### What you should do
What lines below include the word "shirt"? Copy each one.

### Provided data

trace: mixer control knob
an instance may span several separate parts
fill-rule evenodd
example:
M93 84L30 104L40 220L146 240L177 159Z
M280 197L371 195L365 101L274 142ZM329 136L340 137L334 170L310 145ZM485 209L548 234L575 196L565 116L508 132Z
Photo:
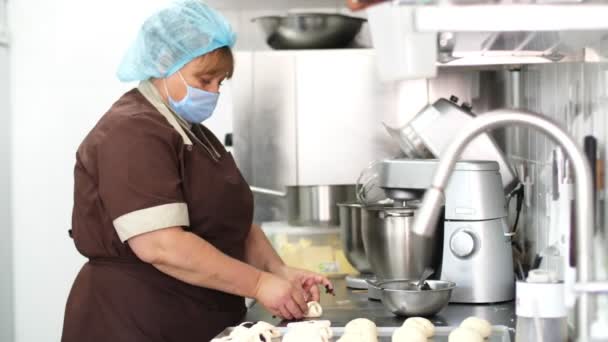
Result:
M475 251L475 238L464 230L452 234L450 249L455 256L466 258Z

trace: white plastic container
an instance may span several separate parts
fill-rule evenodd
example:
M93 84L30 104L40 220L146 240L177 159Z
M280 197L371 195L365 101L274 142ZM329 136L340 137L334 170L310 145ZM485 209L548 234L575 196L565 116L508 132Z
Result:
M567 342L564 283L555 272L532 270L516 284L516 342Z
M414 8L387 2L367 10L382 80L437 75L437 33L416 31Z

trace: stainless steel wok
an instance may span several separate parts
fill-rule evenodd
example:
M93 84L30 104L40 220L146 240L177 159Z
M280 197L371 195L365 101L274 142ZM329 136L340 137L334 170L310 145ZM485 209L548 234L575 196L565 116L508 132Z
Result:
M338 49L349 47L365 19L341 14L293 13L264 16L257 22L270 47L289 49Z

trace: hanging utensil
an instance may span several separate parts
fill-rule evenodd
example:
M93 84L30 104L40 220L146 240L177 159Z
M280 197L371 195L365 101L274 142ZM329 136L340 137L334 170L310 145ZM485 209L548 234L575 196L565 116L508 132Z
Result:
M585 156L587 156L587 160L589 161L589 168L591 169L591 176L593 180L593 212L597 212L597 139L588 135L583 140L583 146L585 150ZM597 234L599 231L599 227L594 223L595 233Z

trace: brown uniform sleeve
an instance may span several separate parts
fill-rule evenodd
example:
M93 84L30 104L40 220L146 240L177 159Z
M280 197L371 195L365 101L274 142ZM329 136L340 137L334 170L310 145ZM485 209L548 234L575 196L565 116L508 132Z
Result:
M121 241L189 225L179 139L152 114L138 114L124 119L99 144L99 193Z

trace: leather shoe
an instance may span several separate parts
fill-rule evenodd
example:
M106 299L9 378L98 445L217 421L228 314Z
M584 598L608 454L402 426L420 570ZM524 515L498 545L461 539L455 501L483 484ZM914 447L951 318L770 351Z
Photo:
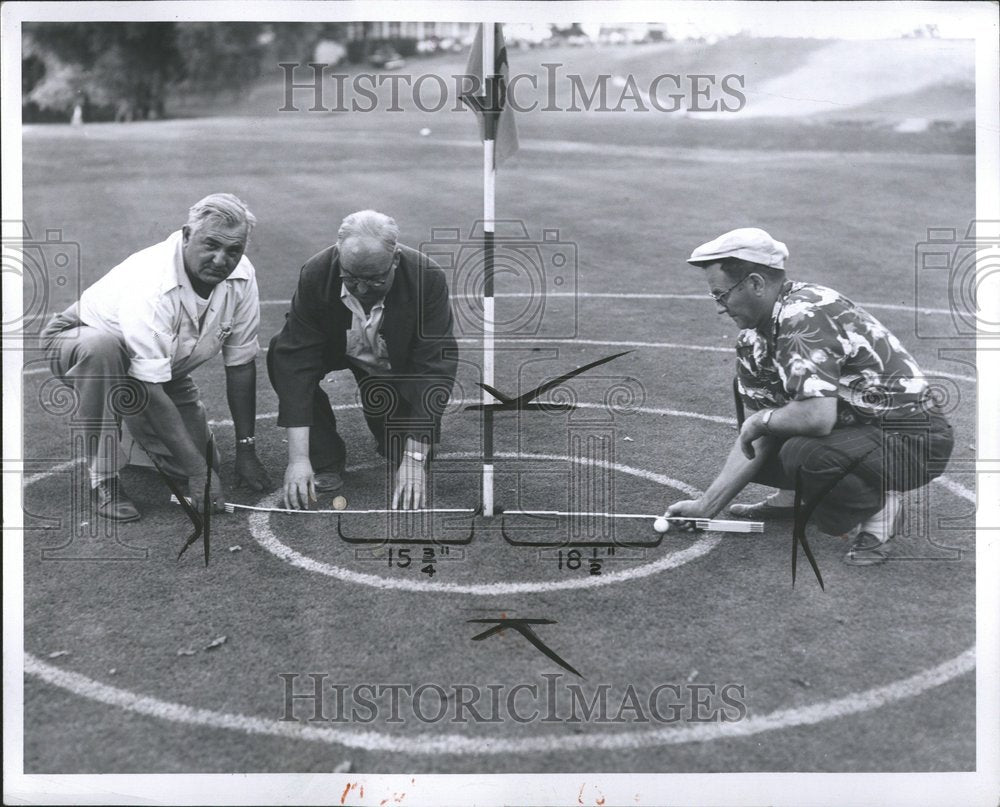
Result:
M128 497L117 476L102 480L91 488L94 509L101 518L109 521L138 521L139 510Z
M753 504L733 504L729 506L729 512L737 518L763 520L765 518L791 518L795 514L795 508L779 507L763 501Z
M903 514L899 493L890 491L879 510L861 524L851 548L844 555L848 566L875 566L885 563L892 552L892 539Z
M892 538L880 541L870 532L859 532L851 548L844 555L844 563L848 566L875 566L885 563L892 551L889 546L891 541Z
M344 477L338 471L319 471L313 474L313 487L317 493L333 493L344 487Z

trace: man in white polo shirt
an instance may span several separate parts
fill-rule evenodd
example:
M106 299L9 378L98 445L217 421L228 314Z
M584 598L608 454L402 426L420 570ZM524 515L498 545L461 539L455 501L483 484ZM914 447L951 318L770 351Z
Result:
M120 420L166 473L188 482L201 509L210 431L190 373L220 351L237 477L255 490L270 487L253 436L260 303L254 268L243 252L255 223L235 196L206 196L190 209L183 228L118 264L43 332L53 372L79 401L99 516L139 518L118 479ZM215 470L211 498L222 512L225 491Z

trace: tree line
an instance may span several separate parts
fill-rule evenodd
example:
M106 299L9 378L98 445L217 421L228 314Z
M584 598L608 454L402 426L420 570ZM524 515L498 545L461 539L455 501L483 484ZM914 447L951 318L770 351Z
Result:
M340 34L337 23L25 23L24 120L162 118L172 95L239 92Z

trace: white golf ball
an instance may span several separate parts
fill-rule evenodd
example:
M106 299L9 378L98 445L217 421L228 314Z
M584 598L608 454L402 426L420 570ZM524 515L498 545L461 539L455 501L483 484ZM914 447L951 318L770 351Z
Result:
M423 129L420 130L420 136L421 137L427 137L427 135L429 135L430 133L431 133L431 130L428 129L426 126Z
M666 532L670 529L670 522L667 521L663 516L660 516L656 521L653 522L653 529L657 532Z

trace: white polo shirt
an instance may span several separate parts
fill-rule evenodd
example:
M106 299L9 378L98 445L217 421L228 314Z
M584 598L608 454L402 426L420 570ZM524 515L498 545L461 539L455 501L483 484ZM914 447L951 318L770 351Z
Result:
M129 375L164 383L187 375L222 351L227 366L257 356L260 299L253 264L244 255L208 298L184 271L181 231L130 255L80 296L80 321L120 337L131 357Z

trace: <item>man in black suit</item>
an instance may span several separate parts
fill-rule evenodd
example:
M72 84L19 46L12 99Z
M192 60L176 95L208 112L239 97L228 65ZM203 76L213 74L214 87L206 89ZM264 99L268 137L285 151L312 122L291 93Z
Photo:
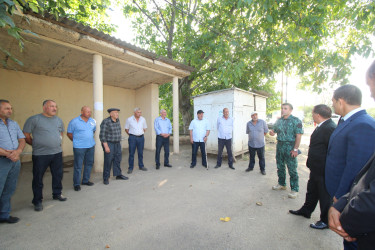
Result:
M317 125L310 137L310 147L306 166L310 169L307 182L305 204L299 210L289 210L291 214L310 218L316 205L320 204L320 220L310 224L315 229L328 228L328 210L332 205L332 198L325 187L324 173L329 138L336 124L331 119L332 111L324 104L314 107L312 116Z
M375 100L375 61L367 71L367 85ZM358 249L375 248L375 153L355 177L349 193L330 208L329 227Z

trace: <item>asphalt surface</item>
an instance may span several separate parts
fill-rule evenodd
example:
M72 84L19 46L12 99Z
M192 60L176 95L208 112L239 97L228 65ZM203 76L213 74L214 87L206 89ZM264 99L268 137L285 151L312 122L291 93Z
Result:
M300 193L296 199L288 198L289 187L271 189L277 184L277 172L275 144L269 142L266 176L260 174L258 161L254 171L245 172L246 155L237 157L236 170L228 168L226 159L221 168L214 169L215 156L209 156L209 170L199 164L200 157L190 169L191 146L185 144L180 154L170 157L172 168L156 170L154 152L145 151L149 171L135 168L130 175L124 152L121 166L129 180L111 178L106 186L101 173L93 173L95 185L81 186L76 192L68 161L63 180L68 200L52 200L47 172L42 212L33 210L32 167L25 163L11 213L21 220L0 224L0 249L342 249L335 233L309 227L319 220L319 206L311 219L288 213L304 202L308 136L298 157ZM225 217L230 221L220 220Z

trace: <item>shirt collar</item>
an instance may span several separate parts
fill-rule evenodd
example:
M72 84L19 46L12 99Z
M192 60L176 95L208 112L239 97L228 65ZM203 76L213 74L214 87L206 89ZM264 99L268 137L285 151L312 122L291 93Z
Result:
M322 124L324 123L324 122L326 122L326 121L328 121L329 119L327 119L327 120L324 120L324 121L322 121L321 123L319 123L318 124L318 126L317 127L320 127L320 126L322 126Z
M359 108L356 108L356 109L353 109L352 111L350 111L349 113L347 113L343 119L344 121L346 121L347 119L349 119L352 115L354 115L355 113L359 112L359 111L362 111L364 110L364 108L362 107L359 107Z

### Your solution
trace: man in white polo shirt
trace: white polo shirt
trace: <item>shirt collar</item>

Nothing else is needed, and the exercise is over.